The anti-colonial politics of degrowth

May 4, 2021

As degrowth ideas speed their way into social movements and academic research, they have encountered some interesting critiques. In a recent contribution to this Virtual Forum, Huber (2021) dismissed degrowth as a preoccupation of middle-class environmentalists in the global North who feel “anxiety” about excess consumption. Such a movement, he argues, can never hope to connect with the working class, who are struggling to get by, and certainly cannot connect with social movements in the global South, where mass poverty is widespread and where, he claims, the concept of degrowth is largely unknown. These claims constitute a significant misrepresentation of degrowth politics.

Let me begin by noting a few facts. High-income countries are the primary drivers of global ecological breakdown. The global North is responsible for 92 percent of emissions in excess of the planetary boundary (Hickel, 2020a), while the consequences of climate breakdown fall disproportionately upon the global South. The South already suffers the vast majority of the damage inflicted by climate breakdown, and if temperatures exceed 1.5 degrees centigrade, much of the tropics could experience heat events that exceed the limits of human survival (Zhang, Held, & Fueglistaler, 2021). Likewise, high-income countries are responsible for the majority of excess global resource use, with an average material footprint of 28 tons per capita per year – four times over the sustainable level (Bringezu, 2015). Crucially, these high levels of consumption depend on a significant net appropriation from the global South through unequal exchange, including 10.1 billion tons of embodied raw materials and 379 billion hours of embodied labor per year (Dorninger et al., 2021).

In other words, economic growth in the North relies on patterns of colonization: the appropriation of atmospheric commons, and the appropriation of Southern resources and labour. In terms of both emissions and resource use, the global ecological crisis is playing out along colonial lines. This is often framed as a problem of “ecological debt”, but this language – while useful – hardly captures the violence at stake.

Just as Northern growth is colonial in character, so too “green growth” visions tend to presuppose the perpetuation of colonial arrangements. Transitioning to 100 percent renewable energy should be done as rapidly as possible, but scaling solar panels, wind turbines and batteries requires enormous material extraction, and this will come overwhelmingly from the global South. Continued growth in the North means rising final energy demand, which will in turn require rising levels of extractivism. Complicating matters further, decarbonization cannot be accomplished fast enough to respect Paris targets as long as energy use in the global North remains so high (Hickel & Kallis, 2020). To compensate for this problem, IPCC models rely heavily on bioenergy with carbon capture and storage (BECCS) to get us out of trouble. But deploying BECCS at scale would require land for biofuel plantations up to three times the size of India, which would almost certainly be appropriated from the South. This is not an acceptable future, and is incompatible with socialist values (Hickel, 2020b).

◆ Goals
a: According to the degrowth essay, what share of emissions in excess of the planetary boundary is the global North responsible for?
b: Resume the degrowth essay from the point where it ends.
The rows that follow are separate material, unrelated to the degrowth essay.

◆ Data extract
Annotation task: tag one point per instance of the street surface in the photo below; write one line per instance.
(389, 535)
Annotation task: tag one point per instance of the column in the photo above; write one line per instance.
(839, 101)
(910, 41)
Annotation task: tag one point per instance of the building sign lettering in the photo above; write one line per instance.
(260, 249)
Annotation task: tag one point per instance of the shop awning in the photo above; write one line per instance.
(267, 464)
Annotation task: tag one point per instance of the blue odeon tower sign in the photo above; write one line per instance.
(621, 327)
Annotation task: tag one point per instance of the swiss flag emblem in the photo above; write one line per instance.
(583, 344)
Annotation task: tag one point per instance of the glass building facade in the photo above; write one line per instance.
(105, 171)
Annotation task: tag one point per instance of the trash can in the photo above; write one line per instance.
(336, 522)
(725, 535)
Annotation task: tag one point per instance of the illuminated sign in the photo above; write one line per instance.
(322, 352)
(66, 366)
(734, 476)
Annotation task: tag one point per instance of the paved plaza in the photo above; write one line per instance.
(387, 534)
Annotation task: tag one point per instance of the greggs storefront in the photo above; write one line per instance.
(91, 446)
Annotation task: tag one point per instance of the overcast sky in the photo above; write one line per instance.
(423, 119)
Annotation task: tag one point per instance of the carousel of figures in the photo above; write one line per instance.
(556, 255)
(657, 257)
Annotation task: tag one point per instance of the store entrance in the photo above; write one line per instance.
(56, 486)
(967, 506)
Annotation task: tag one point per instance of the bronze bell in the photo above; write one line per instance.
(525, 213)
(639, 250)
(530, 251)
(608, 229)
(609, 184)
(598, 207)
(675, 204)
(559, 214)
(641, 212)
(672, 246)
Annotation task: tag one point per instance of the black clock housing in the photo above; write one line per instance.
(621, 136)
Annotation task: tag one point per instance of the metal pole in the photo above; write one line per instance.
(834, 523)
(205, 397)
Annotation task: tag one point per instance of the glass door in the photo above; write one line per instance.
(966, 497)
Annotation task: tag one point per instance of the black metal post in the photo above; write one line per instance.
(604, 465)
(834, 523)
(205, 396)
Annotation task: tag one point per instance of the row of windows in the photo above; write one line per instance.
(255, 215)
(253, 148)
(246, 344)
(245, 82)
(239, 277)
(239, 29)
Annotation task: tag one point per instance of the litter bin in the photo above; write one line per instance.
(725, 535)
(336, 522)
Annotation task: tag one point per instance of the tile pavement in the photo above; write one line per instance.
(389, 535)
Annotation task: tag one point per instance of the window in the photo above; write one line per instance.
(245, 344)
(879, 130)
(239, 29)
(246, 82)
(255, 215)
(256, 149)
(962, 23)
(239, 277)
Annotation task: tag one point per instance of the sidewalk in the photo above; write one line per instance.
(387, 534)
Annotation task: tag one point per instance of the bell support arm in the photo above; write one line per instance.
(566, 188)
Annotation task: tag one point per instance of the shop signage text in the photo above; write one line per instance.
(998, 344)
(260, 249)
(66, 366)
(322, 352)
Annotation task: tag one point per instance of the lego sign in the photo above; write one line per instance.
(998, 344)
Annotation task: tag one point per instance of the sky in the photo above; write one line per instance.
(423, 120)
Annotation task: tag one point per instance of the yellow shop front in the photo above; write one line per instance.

◆ Answers below
a: 92 percent.

b:
Degrowth calls for rich nations to scale down throughput to sustainable levels, reducing aggregate energy use to enable a sufficiently rapid transition to renewables, and reducing aggregate resource use to reverse ecological breakdown. This demand is not just about ecology; rather, it is rooted in anti-colonial principles. Degrowth scholars and activists explicitly recognize the reality of ecological debt and call for an end to the colonial patterns of appropriation that underpin Northern growth, in order to release the South from the grip of extractivism and a future of catastrophic climate breakdown. Degrowth is, in other words, a demand for decolonization. Southern countries should be free to organize their resources and labor around meeting human needs rather than around servicing Northern growth.

Decolonization along these lines is a crucial precondition for successful development in the South. Dependency theorists have pointed out that “catch-up” development is impossible within a system predicated on appropriation and polarized accumulation. This is true also from an ecological perspective. The alternative is to pursue a strategy of convergence: throughput should decline in the North to get back within sustainable levels while increasing in the South to meet human needs, converging at a level consistent with ecological stability and universal human welfare.

This much is straightforward. But there are further implications of degrowth that are worth drawing out here. For degrowth, the problem is not ultimately the behavior of individual “consumers” (as in mainstream environmentalist thought) but rather the structure and logic of the underlying economic system, namely, capitalism. We know that capitalism is predicated on surplus extraction and accumulation; it must take more from labor and nature than it gives back. As Marxist ecologists have pointed out, such a system necessarily generates inequalities and ecological breakdown. But many economic systems have been extractive in the past; what makes capitalism distinctive, and uniquely problematic, is that it is organized around, and dependent on, perpetual growth. In other words, capital seeks not only surplus, but an exponentially rising surplus.

To understand why this is a problem, we have to grasp what “growth” means. People commonly assume that GDP growth is an increase in value (or provisioning, or well-being), when, in fact, it is primarily an increase in commodity production, represented in terms of price. This distinction between value and price is important. In order to realize surplus value, capital seeks to enclose and commodify free commons in order extract payment for access, or, in the realm of production, to depress the prices of inputs to below the value that is actually derived from them. Both tendencies require appropriation from colonial or neo-colonial “frontiers”, where labor and nature can be taken for free, or close to free, and where costs can be “externalized”. In this sense, capitalist growth is intrinsically colonial in character, and has been for 500 years. Enclosure, colonization, mass enslavement, extractivism, sweatshops, ecological breakdown – all of this has been propelled by the growth imperative and its demand for cheap labor and nature.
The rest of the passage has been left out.